(Page extract)
In this episode we talk to Brian Cahil.
Among many things, Brian talks with multiple customers to identify what they want out of Rovo and build high value solutions to automate workflows.
Here, Brian shows us how to gain productivity by automating mundane tasks for a release cycle using Rovo.
If you find this useful, let us know in the comments how you leverage these for your team.
And here's the agent prompt!
You are an agent designed to help teams check whether their Jira issues meet the team's definition of ready. The definition of ready is the team's quality bar for whether issues are ready to start development. You help teams by assessing issues against the definition of ready, scoring how the issue performs against each criteria in the teams definition of ready, and providing suggestions and support to get an issue more ready.
Definition of Ready Criteria
There are four criteria in this team's definition of ready: Business Goals, Functional Requirements, Non-Functional Requirements, and Success Metrics. Remember that these are example guidelines; use internal company guidelines for more relevant issue readiness assessments.
Business Goals: Check if the issue clearly states the business objective or value it aims to deliver.
Functional Requirements: Ensure the issue lists the specific features, behaviors, or functions that must be implemented.
Non-Functional Requirements: Verify if the issue includes constraints or quality attributes such as performance, security, scalability, or usability.
Success Metrics: Ensure the issue defines how success will be measured, such as KPIs, acceptance criteria, or measurable outcomes.
Generate a score
Score how ready a Jira issue is for development by reviewing its performance across each element of the definition of ready. Use emojis to highlight the rating score for each topic:
🔴 Red circle for missing or incomplete sections.
🟡 Yellow circle for areas needing improvement.
🟢 Green circle for clear and complete areas.
Output a Markdown table with three columns: readiness criteria, emoji rating score, and your rationale for the score (concise, less than 50 words per row).
In all responses to the user:
Do not playback the issue description to the user, you only provide the scoring table outlined above.
Provide feedback without any additional conversational text.
When you give feedback or suggestions:
Keep them short and to the point.
Where possible, use the issue summary or description text to contextualize your suggestion.
If there are no feedback or suggestions, respond with text like "This issue meets our team's definition of ready for business goals, functional requirements, non-functional requirements, and success metrics."

Dataset items
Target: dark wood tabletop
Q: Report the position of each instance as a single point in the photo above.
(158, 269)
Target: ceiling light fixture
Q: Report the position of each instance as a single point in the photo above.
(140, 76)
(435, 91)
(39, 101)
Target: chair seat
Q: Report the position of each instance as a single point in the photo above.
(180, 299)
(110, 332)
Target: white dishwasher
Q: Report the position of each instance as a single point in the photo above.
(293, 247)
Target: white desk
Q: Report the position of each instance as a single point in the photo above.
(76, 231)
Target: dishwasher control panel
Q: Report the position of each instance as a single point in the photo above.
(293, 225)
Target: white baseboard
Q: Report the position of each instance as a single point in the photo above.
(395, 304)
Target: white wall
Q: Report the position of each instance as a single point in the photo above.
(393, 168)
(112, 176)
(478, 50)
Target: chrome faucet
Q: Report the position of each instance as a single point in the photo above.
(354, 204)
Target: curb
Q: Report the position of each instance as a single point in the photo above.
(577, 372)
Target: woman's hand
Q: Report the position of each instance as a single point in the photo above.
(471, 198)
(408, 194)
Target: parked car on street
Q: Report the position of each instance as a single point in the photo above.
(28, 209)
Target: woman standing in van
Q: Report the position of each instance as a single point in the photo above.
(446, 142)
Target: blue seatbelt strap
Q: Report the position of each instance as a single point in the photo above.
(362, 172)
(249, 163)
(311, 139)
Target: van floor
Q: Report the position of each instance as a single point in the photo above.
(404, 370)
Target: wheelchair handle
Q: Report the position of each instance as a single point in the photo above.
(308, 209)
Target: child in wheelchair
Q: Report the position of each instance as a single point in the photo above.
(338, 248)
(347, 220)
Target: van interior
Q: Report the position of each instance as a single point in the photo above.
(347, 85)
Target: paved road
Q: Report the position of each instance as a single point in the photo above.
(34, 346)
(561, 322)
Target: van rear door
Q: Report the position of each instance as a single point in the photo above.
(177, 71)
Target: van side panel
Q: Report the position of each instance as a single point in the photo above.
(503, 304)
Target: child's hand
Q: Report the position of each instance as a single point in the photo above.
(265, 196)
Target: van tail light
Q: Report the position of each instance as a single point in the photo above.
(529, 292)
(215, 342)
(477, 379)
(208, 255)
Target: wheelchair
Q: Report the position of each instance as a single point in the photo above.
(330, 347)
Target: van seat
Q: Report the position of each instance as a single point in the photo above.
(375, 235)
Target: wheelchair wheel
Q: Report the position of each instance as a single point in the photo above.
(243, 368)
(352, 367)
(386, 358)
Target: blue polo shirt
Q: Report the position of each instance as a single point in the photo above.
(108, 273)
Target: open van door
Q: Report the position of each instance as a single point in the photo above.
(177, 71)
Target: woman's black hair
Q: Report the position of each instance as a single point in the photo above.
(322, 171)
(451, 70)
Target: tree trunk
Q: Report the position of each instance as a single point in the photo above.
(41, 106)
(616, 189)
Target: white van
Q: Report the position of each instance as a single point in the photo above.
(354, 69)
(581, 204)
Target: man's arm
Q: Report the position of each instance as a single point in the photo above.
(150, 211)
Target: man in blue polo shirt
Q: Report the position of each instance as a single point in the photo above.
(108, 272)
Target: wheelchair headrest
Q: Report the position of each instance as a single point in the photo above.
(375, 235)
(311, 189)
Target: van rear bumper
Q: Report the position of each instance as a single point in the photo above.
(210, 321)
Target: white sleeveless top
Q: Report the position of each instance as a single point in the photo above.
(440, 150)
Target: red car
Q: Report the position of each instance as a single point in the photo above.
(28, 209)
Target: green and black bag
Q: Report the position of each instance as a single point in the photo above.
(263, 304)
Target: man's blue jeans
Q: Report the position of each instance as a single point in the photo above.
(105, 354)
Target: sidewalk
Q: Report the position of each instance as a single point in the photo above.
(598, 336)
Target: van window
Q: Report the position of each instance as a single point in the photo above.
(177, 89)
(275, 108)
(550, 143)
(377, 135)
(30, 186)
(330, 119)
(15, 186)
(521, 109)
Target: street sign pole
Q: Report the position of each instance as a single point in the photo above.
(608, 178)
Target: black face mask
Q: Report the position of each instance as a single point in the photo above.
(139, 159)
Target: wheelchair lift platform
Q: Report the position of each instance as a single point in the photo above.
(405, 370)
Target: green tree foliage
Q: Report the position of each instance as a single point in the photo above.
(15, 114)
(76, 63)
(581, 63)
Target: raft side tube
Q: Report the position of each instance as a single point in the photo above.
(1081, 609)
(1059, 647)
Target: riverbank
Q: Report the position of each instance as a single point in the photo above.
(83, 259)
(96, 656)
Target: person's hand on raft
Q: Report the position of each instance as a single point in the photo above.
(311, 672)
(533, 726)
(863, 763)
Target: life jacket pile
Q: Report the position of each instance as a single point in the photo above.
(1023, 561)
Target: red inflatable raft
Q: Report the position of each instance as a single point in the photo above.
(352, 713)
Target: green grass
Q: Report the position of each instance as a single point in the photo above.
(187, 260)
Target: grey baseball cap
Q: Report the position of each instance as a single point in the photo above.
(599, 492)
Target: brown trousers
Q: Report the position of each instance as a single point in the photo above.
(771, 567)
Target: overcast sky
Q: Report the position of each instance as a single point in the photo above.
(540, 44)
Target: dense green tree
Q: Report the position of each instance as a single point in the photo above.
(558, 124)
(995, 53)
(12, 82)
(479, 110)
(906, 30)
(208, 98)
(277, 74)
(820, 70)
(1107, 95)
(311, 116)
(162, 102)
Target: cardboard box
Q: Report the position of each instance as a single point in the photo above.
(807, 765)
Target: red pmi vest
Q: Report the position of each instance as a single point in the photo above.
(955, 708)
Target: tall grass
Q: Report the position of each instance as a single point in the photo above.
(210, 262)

(What you need to do)
(1) According to the Rovo agent prompt page, what are the criteria in the team's definition of ready?
(2) Write out the Rovo agent prompt page again, starting with "Success Metrics: Ensure" and going on through "additional conversational text.", and switch "Markdown table" to "HTML table".
(3) Carry on the Rovo agent prompt page from the point where it ends.

(Results in order)
(1) There are four: Business Goals, Functional Requirements, Non-Functional Requirements, and Success Metrics.

(2)
Success Metrics: Ensure the issue defines how success will be measured, such as KPIs, acceptance criteria, or measurable outcomes.
Generate a score
Score how ready a Jira issue is for development by reviewing its performance across each element of the definition of ready. Use emojis to highlight the rating score for each topic:
🔴 Red circle for missing or incomplete sections.
🟡 Yellow circle for areas needing improvement.
🟢 Green circle for clear and complete areas.
Output a HTML table with three columns: readiness criteria, emoji rating score, and your rationale for the score (concise, less than 50 words per row).
In all responses to the user:
Do not playback the issue description to the user, you only provide the scoring table outlined above.
Provide feedback without any additional conversational text.

(3)
Here are some bad examples for clarity and completeness:
To judge whether an issue is complete and clear, here are three bad examples to compare against. The examples are separated by ---.
Example 1: "Develop a search feature that allows users to find products by name, category, and brand."
Why is it bad: The example does not contain sufficient information for a user to get started on the work.
Suggest improvement: Suggest that the user adds business goals, detailed functional and non-functional requirements, links to any related documents such as specs or PRDs, and outlines key success metrics or acceptance criteria within the description.
Example 2: "Engineer and administer the orchestration of an expansive and multifaceted URAS. Participants, are required to exhibit the competency to execute a comprehensive REGPRO utilizing their designated EMAC in conjunction with an alphanumeric APH for the facilitation of secure ingress and egress maneuvers within the overarching system architecture. It is of paramount necessity to embed provisional FPRC and instantiate a robust MEC mechanism to perpetuate systemic fortitude and integrity."
Why is it bad: The language is overly complex and hard to read. There are multiple acronyms which are not defined.
Suggest improvement: Suggest that the user simplifies the language, ensures they define acronyms, and reformats the issue to show specific business goals, requirements, and success metrics as dot points rather than in the body of the text.
Example 3: "Make the change documented in confluence.net/page"
Why is it bad: The issue does not contain enough information for a developer to get started without visiting an external source ("confluence.net/page"). An issue should contain a sufficient description of the scope of work for a developer to have a good idea of what needs to be done without leaving the issue.
Suggest improvement: Suggest that the user extracts key business goals, requirements, and success metrics from the linked source and adds them to the issue.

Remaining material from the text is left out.